#### Text for analysis:

But in your hearts revere Christ as Lord. Always be prepared to give an answer to everyone who asks you to give the reason for the hope that you have. But do this with gentleness and respect… (1 Peter 3:15)

That ‘to give the reason’ is the Greek word apologia (ἀπολογία). In 1 Peter 3:15, it means ‘the act of making a defense, defense – generally of eagerness to defend oneself.’ (A Greek-English Lexicon of the New Testament and Other Early Christian Literature) ἀπολογία is where we get the modern word apologetics. Which is: a systematic argumentative discourse in defense (as of a doctrine); a branch of theology devoted to the defense of the divine origin and authority of Christianity. (Merriam-Webster)

If Denny’s message on Sunday about the reasons we can trust the Bible sparked your interest and curiosity, you should take some time to look into apologetics. There are hundreds of books on the subject. But here are a few to get you started:

The Case for Christ by Lee Strobel

Retracing his own spiritual journey from atheism to faith, Lee Strobel, former legal editor of the Chicago Tribune, cross-examines a dozen experts with doctorates from schools like Cambridge, Princeton, and Brandeis who are recognized authorities in their own fields. Strobel challenges them with questions like:

  • How reliable is the New Testament?
  • Does evidence for Jesus exist outside the Bible?
  • What documentation is there concerning the life and teachings of Jesus, and how reliable is it?
  • Does archaeology substantiate the historical accounts?

Strobel’s tough, point-blank questions make this book read like a captivating, fast-paced novel. But it’s not fiction. It’s a riveting quest for the truth about history’s most compelling figure.

Letters from a Skeptic: A Son Wrestles with His Father’s Questions about Christianity by Gregory Boyd & Edward Boyd

In Letters from a Skeptic Dr. Gregory Boyd and his father Edward Boyd “debate” many objections to Christianity, the church, and the Bible, including:

  • Why is the world so full of suffering?
  • Does God know the future?
  • How can you believe that a man rose from the dead?
  • Why do you think the Bible is inspired?

Greg Boyd initiated this correspondence with his father in the hope that his father would eventually come to know Christ. After three years, 30 letters, and numerous phone calls, Edward Boyd did just that.

Letters from a Skeptic will help you wrestle with the rational foundation of your own faith. It will also help you know how to share that faith with the skeptics you love.

#### Exercise:
Rewrite the passage on apologetics starting with "Letters from a Skeptic: A" and going on through "know the future?", substituting "pain" for "suffering". The items that come next have no connection to the passage on apologetics.

#### Dataset excerpts:
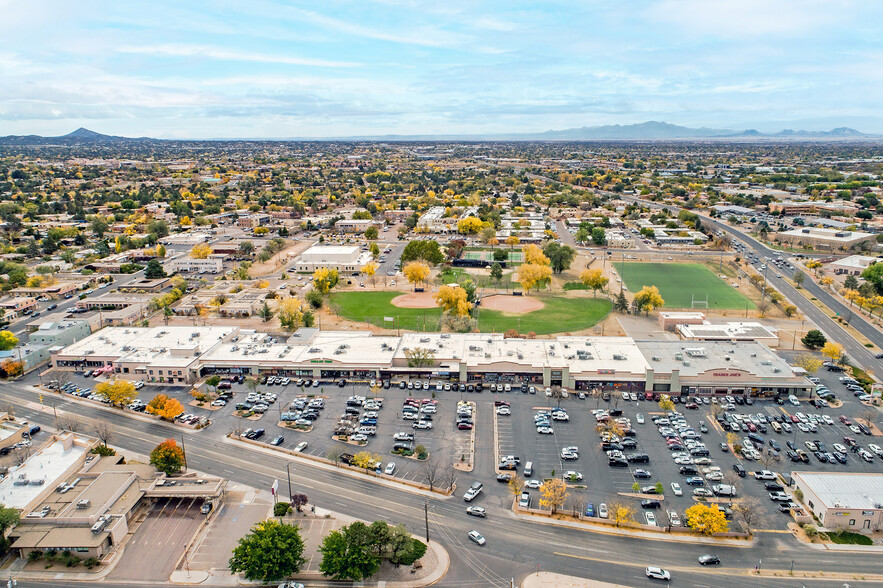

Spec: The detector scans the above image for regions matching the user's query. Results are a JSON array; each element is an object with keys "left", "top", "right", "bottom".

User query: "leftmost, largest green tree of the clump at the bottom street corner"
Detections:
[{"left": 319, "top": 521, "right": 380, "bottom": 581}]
* * *
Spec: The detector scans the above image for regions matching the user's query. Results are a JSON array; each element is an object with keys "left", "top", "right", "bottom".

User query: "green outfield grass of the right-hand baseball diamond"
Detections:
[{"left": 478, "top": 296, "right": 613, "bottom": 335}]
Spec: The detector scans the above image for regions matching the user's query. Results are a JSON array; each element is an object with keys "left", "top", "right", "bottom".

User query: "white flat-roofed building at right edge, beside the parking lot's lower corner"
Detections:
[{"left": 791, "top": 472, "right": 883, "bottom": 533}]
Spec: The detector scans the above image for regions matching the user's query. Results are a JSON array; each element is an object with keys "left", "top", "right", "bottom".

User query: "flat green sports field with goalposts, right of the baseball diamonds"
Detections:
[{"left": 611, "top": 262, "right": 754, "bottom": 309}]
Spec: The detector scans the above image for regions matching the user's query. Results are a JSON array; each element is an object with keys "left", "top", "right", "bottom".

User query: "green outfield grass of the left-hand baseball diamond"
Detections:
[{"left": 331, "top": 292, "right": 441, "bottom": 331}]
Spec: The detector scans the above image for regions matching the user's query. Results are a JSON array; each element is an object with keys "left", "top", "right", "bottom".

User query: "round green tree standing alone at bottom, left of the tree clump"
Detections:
==
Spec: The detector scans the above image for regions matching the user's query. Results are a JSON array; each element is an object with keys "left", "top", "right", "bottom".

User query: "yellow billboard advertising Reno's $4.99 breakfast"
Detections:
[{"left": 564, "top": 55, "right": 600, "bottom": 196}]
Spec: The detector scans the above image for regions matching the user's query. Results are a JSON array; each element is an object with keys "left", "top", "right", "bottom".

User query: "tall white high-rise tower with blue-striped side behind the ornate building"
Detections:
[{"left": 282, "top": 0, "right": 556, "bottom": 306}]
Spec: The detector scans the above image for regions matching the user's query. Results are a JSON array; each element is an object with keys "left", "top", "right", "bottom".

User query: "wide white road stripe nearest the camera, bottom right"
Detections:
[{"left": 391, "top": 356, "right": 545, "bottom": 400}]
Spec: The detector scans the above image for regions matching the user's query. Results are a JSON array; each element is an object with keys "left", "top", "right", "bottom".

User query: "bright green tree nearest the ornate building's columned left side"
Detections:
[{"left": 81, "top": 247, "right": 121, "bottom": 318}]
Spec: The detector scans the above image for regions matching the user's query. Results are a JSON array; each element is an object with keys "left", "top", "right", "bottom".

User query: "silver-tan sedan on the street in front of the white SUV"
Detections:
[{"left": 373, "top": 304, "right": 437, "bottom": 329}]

#### Written answer:
Letters from a Skeptic: A Son Wrestles with His Father’s Questions about Christianity by Gregory Boyd & Edward Boyd

In Letters from a Skeptic Dr. Gregory Boyd and his father Edward Boyd “debate” many objections to Christianity, the church, and the Bible, including:

  • Why is the world so full of pain?
  • Does God know the future?